Work instructions:
Below are some records; copy each line in them that contains "sailor".

Input material:
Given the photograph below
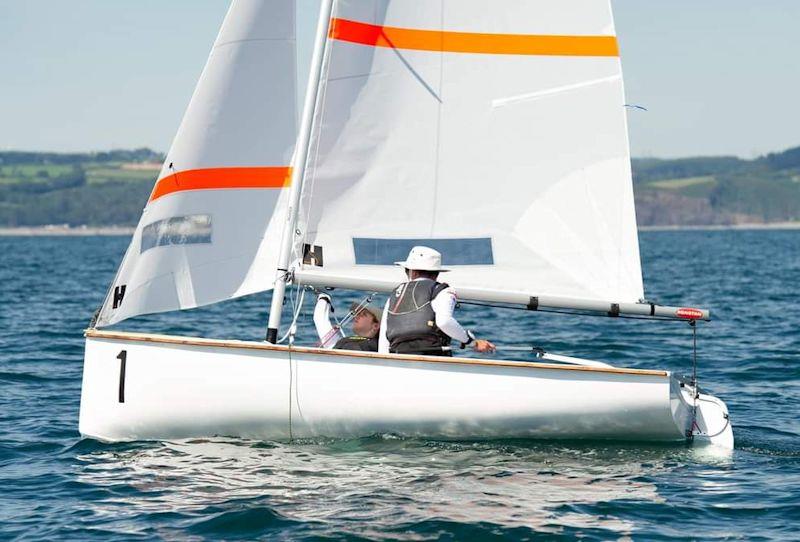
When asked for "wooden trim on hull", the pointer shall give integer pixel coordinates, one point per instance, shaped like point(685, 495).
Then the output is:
point(248, 345)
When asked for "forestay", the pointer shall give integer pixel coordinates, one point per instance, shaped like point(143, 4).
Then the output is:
point(493, 131)
point(207, 232)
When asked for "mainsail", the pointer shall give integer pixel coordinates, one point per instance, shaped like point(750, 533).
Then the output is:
point(210, 229)
point(493, 131)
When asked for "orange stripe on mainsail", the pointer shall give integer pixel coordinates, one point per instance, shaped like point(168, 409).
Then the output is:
point(469, 42)
point(224, 177)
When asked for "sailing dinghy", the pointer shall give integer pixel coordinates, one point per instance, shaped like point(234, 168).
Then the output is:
point(494, 132)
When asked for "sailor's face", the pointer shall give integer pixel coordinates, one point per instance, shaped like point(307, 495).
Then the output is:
point(364, 325)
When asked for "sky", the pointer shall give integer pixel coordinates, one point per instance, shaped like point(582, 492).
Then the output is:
point(718, 77)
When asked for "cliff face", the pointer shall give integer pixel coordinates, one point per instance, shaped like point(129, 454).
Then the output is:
point(662, 208)
point(718, 190)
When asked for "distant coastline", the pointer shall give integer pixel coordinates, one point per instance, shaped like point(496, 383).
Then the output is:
point(89, 231)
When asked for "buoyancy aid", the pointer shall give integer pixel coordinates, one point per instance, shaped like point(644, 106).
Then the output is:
point(411, 322)
point(357, 343)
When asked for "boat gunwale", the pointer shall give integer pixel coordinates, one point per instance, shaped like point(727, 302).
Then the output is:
point(407, 358)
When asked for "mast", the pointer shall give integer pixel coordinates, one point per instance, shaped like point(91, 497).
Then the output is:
point(298, 171)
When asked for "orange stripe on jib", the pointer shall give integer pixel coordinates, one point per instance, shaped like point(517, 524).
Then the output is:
point(222, 178)
point(469, 42)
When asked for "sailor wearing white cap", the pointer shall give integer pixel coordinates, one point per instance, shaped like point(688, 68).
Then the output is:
point(418, 317)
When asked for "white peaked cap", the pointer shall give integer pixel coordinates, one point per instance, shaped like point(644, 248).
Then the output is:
point(423, 259)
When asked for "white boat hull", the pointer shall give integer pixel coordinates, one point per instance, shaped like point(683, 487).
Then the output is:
point(176, 387)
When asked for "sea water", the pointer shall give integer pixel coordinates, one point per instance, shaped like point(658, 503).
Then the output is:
point(53, 485)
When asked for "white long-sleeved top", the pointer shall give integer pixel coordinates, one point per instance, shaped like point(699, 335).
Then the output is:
point(443, 306)
point(328, 335)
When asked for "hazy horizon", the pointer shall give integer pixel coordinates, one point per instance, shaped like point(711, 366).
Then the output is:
point(718, 77)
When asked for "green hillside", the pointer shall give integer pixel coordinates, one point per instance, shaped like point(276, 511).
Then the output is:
point(718, 190)
point(110, 188)
point(96, 189)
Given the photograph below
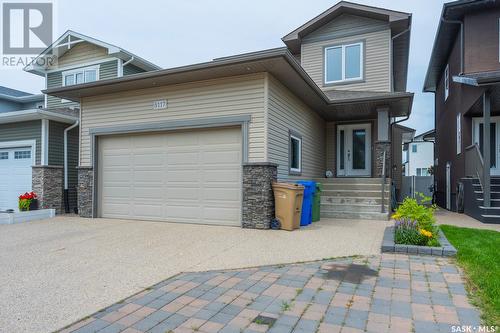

Task answer:
When asked for "sailor's face", the pointer shall give integer pixel coordinates, one point per instance, shaped like point(307, 495).
When asked for "sailor wearing white cap", the pointer shall give integer pixel coordinates, one point per instance, shaped like point(688, 68).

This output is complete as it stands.